■ **Written problem**: Recast every line of the listing below as a Markdown table with the columns Row and Line, numbering the rows and skipping any blank lines. Leave the pictures out of the table.

■ **Collected data entries**:

--- start ---

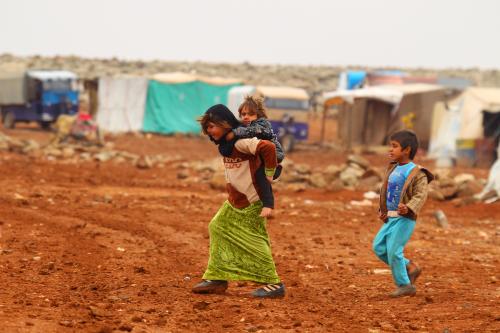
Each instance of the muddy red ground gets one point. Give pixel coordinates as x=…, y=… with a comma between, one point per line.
x=103, y=247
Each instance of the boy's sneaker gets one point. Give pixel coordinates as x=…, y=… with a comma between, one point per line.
x=407, y=290
x=210, y=287
x=277, y=172
x=270, y=291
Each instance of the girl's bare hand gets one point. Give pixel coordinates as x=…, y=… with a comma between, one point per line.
x=266, y=212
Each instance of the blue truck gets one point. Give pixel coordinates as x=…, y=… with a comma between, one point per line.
x=37, y=95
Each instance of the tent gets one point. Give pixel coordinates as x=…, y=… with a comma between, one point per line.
x=12, y=84
x=367, y=116
x=471, y=117
x=121, y=103
x=176, y=100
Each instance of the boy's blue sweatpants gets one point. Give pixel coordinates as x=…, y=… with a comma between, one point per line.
x=389, y=244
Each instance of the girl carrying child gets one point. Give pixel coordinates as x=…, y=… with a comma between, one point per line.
x=239, y=243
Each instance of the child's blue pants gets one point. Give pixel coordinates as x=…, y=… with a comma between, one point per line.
x=389, y=244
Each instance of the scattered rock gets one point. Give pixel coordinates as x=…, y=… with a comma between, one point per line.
x=201, y=305
x=356, y=159
x=144, y=162
x=97, y=312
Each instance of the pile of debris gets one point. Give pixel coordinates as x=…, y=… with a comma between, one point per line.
x=82, y=151
x=461, y=188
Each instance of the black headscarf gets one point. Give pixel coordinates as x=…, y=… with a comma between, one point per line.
x=220, y=113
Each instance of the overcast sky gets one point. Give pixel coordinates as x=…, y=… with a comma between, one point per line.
x=417, y=33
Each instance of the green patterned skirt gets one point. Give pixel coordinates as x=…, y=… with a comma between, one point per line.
x=239, y=246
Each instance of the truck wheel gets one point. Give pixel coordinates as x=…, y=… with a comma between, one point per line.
x=9, y=120
x=287, y=143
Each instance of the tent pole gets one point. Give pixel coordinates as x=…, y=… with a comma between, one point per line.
x=322, y=135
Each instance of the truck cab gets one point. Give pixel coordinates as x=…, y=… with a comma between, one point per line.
x=42, y=95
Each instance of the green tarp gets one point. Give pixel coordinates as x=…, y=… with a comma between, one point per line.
x=175, y=107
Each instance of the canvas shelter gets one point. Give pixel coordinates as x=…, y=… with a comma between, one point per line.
x=369, y=115
x=12, y=84
x=175, y=101
x=122, y=102
x=468, y=120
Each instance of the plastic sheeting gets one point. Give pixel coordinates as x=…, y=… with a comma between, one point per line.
x=121, y=104
x=175, y=107
x=475, y=100
x=493, y=183
x=443, y=146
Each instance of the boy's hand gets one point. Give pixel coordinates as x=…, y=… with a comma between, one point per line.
x=266, y=212
x=402, y=209
x=229, y=136
x=382, y=217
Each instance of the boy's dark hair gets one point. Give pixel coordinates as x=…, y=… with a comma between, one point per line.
x=255, y=105
x=405, y=139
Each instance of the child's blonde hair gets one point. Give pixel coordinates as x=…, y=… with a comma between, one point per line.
x=255, y=105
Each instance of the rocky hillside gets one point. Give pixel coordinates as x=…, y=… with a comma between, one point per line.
x=314, y=79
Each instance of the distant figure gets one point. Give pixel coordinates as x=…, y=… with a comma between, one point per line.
x=239, y=244
x=255, y=125
x=80, y=127
x=403, y=194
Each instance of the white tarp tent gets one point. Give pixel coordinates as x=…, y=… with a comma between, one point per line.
x=474, y=102
x=462, y=120
x=493, y=183
x=121, y=103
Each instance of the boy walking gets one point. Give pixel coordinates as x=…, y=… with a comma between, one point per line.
x=403, y=194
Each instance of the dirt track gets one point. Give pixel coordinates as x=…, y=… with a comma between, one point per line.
x=103, y=247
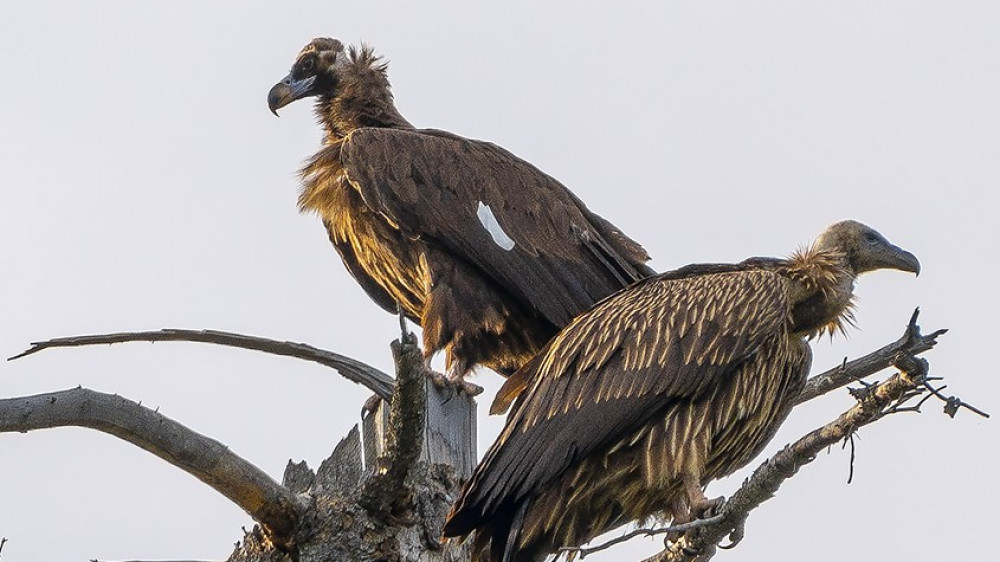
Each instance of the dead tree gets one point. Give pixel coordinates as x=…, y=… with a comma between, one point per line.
x=384, y=491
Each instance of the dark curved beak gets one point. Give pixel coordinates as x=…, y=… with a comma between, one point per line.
x=898, y=258
x=289, y=90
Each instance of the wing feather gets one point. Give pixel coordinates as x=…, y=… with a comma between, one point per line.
x=595, y=384
x=433, y=184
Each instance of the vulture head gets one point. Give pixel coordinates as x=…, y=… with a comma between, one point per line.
x=865, y=249
x=350, y=84
x=314, y=73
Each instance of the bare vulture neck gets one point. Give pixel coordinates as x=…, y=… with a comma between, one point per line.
x=824, y=293
x=363, y=99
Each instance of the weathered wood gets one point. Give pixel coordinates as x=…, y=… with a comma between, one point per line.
x=449, y=431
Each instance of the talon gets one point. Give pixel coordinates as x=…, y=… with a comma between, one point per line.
x=735, y=537
x=371, y=405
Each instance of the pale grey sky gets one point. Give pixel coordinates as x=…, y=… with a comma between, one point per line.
x=145, y=185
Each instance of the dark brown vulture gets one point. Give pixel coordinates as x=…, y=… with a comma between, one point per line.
x=487, y=253
x=636, y=405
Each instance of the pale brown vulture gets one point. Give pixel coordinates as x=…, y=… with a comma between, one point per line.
x=636, y=405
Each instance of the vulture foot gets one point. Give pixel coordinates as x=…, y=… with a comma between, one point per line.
x=371, y=405
x=453, y=384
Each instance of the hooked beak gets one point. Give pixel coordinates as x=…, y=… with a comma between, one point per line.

--- end ---

■ **Answer to the problem**:
| Row | Line |
|---|---|
| 1 | Each instance of the muddy red ground gets one point. Give pixel coordinates as x=…, y=… with a comma between, one point per line. |
| 2 | x=103, y=247 |
| 3 | Each instance of the boy's sneaker gets one point. Give pixel coordinates as x=…, y=… with a comma between, one point per line. |
| 4 | x=407, y=290 |
| 5 | x=210, y=287 |
| 6 | x=277, y=172 |
| 7 | x=270, y=291 |
| 8 | Each instance of the girl's bare hand gets one point. Give pixel coordinates as x=…, y=… with a comma between, one point per line. |
| 9 | x=266, y=212 |
| 10 | Each instance of the blue truck gets one point. Give pixel coordinates as x=…, y=… with a comma between, one point per line. |
| 11 | x=37, y=95 |
| 12 | Each instance of the tent gets one point. Give pixel coordinates as x=…, y=… with a comma between, one point per line. |
| 13 | x=12, y=84 |
| 14 | x=367, y=116 |
| 15 | x=471, y=117 |
| 16 | x=121, y=103 |
| 17 | x=176, y=100 |
| 18 | Each instance of the boy's blue sweatpants gets one point. Give pixel coordinates as x=…, y=… with a comma between, one point per line. |
| 19 | x=389, y=244 |
| 20 | Each instance of the girl carrying child gets one point. Give pixel coordinates as x=…, y=… with a comma between, one point per line. |
| 21 | x=239, y=243 |
| 22 | Each instance of the child's blue pants gets one point. Give pixel coordinates as x=…, y=… with a comma between, one point per line. |
| 23 | x=389, y=244 |
| 24 | Each instance of the scattered rock gets one point. Give pixel coordinates as x=…, y=… with a comma between, one point per line. |
| 25 | x=201, y=305 |
| 26 | x=356, y=159 |
| 27 | x=144, y=162 |
| 28 | x=97, y=312 |
| 29 | Each instance of the pile of debris gets one point. Give pixel coordinates as x=…, y=… with a comma between, one point per line. |
| 30 | x=82, y=151 |
| 31 | x=461, y=188 |
| 32 | Each instance of the black headscarf gets one point. Give pixel coordinates as x=…, y=… with a comma between, one point per line. |
| 33 | x=220, y=113 |
| 34 | Each instance of the overcast sky gets one point. Give pixel coordinates as x=…, y=… with a comma between, one point per line. |
| 35 | x=417, y=33 |
| 36 | Each instance of the green patterned skirt gets one point. Give pixel coordinates as x=…, y=… with a comma between, one point per line. |
| 37 | x=239, y=246 |
| 38 | Each instance of the truck wheel gets one point. Give pixel coordinates as x=…, y=… with a comma between, one point per line. |
| 39 | x=9, y=120 |
| 40 | x=287, y=143 |
| 41 | Each instance of the tent pole gets one point. Give pixel coordinates as x=…, y=… with a comma between, one point per line. |
| 42 | x=322, y=135 |
| 43 | Each instance of the truck cab gets one point. Give pixel coordinates as x=…, y=… with a comma between, one point per line. |
| 44 | x=42, y=95 |
| 45 | Each instance of the green tarp gets one point. Give pixel coordinates as x=…, y=… with a comma between, one point per line. |
| 46 | x=175, y=107 |
| 47 | Each instance of the canvas shelter gets one point. Give pixel coordinates as x=…, y=… with a comma between, one point per line. |
| 48 | x=369, y=115 |
| 49 | x=12, y=84 |
| 50 | x=175, y=101 |
| 51 | x=122, y=102 |
| 52 | x=468, y=120 |
| 53 | Each instance of the plastic sheeting gets one point. Give pixel coordinates as x=…, y=… with a comma between, one point per line. |
| 54 | x=121, y=104 |
| 55 | x=175, y=107 |
| 56 | x=475, y=100 |
| 57 | x=493, y=183 |
| 58 | x=443, y=146 |
| 59 | Each instance of the boy's hand gets one point. Give pixel coordinates as x=…, y=… with a comma between, one point per line. |
| 60 | x=266, y=212 |
| 61 | x=402, y=209 |
| 62 | x=229, y=136 |
| 63 | x=382, y=217 |
| 64 | Each instance of the boy's dark hair gets one point. Give pixel coordinates as x=…, y=… with a comma between, one point per line. |
| 65 | x=255, y=105 |
| 66 | x=405, y=139 |
| 67 | Each instance of the child's blonde hair gets one point. Give pixel coordinates as x=…, y=… with a comma between, one point per line. |
| 68 | x=255, y=105 |
| 69 | Each instance of the rocky hillside gets one point. Give pixel coordinates as x=…, y=… with a comma between, one point per line. |
| 70 | x=314, y=79 |
| 71 | Each instance of the distant figure gets one point. Give pixel coordinates as x=…, y=… with a comma between, one point per line. |
| 72 | x=239, y=244 |
| 73 | x=255, y=125 |
| 74 | x=80, y=127 |
| 75 | x=403, y=194 |
| 76 | Each instance of the white tarp tent gets one point. Give pixel coordinates as x=…, y=… with a comma between, one point per line. |
| 77 | x=474, y=102 |
| 78 | x=462, y=120 |
| 79 | x=493, y=183 |
| 80 | x=121, y=103 |
| 81 | Each instance of the boy walking gets one point. Give pixel coordinates as x=…, y=… with a comma between, one point per line. |
| 82 | x=403, y=194 |
| 83 | Each instance of the dirt track gets one point. Give pixel coordinates as x=…, y=… with a comma between, one point per line. |
| 84 | x=103, y=247 |
| 85 | Each instance of the dead tree gets one point. Give pixel coordinates as x=…, y=… with a comma between, one point per line. |
| 86 | x=384, y=491 |
| 87 | Each instance of the dark curved beak gets one point. Give pixel coordinates as x=…, y=… with a comma between, one point per line. |
| 88 | x=898, y=258 |
| 89 | x=289, y=90 |
| 90 | Each instance of the wing feather gets one point. Give pixel coordinates as x=…, y=… with a comma between, one point per line. |
| 91 | x=595, y=384 |
| 92 | x=433, y=184 |
| 93 | Each instance of the vulture head gets one point. Give pixel coordinates as x=…, y=… with a comma between, one point per line. |
| 94 | x=865, y=249 |
| 95 | x=350, y=84 |
| 96 | x=314, y=73 |
| 97 | Each instance of the bare vulture neck gets one point. Give pixel coordinates as x=…, y=… with a comma between, one point per line. |
| 98 | x=824, y=293 |
| 99 | x=363, y=99 |
| 100 | Each instance of the weathered wood gets one point. Give pixel coordinates as x=…, y=… with a comma between, one point per line. |
| 101 | x=449, y=431 |
| 102 | Each instance of the talon gets one point. Give pixel coordinates as x=…, y=… with a comma between, one point per line. |
| 103 | x=735, y=537 |
| 104 | x=371, y=405 |
| 105 | Each instance of the pale grey sky gets one point. Give pixel coordinates as x=…, y=… with a comma between, one point per line. |
| 106 | x=145, y=185 |
| 107 | Each instance of the dark brown vulture gets one point. Give pixel coordinates as x=…, y=… with a comma between, one point per line. |
| 108 | x=487, y=253 |
| 109 | x=636, y=405 |
| 110 | Each instance of the pale brown vulture gets one point. Give pixel coordinates as x=…, y=… with a comma between, one point per line. |
| 111 | x=636, y=405 |
| 112 | Each instance of the vulture foot gets one point. Give pixel coordinates as x=…, y=… with a comma between, one point per line. |
| 113 | x=371, y=405 |
| 114 | x=453, y=384 |
| 115 | Each instance of the hooked beak gets one point. Give pixel coordinates as x=…, y=… with a comma between, one point per line. |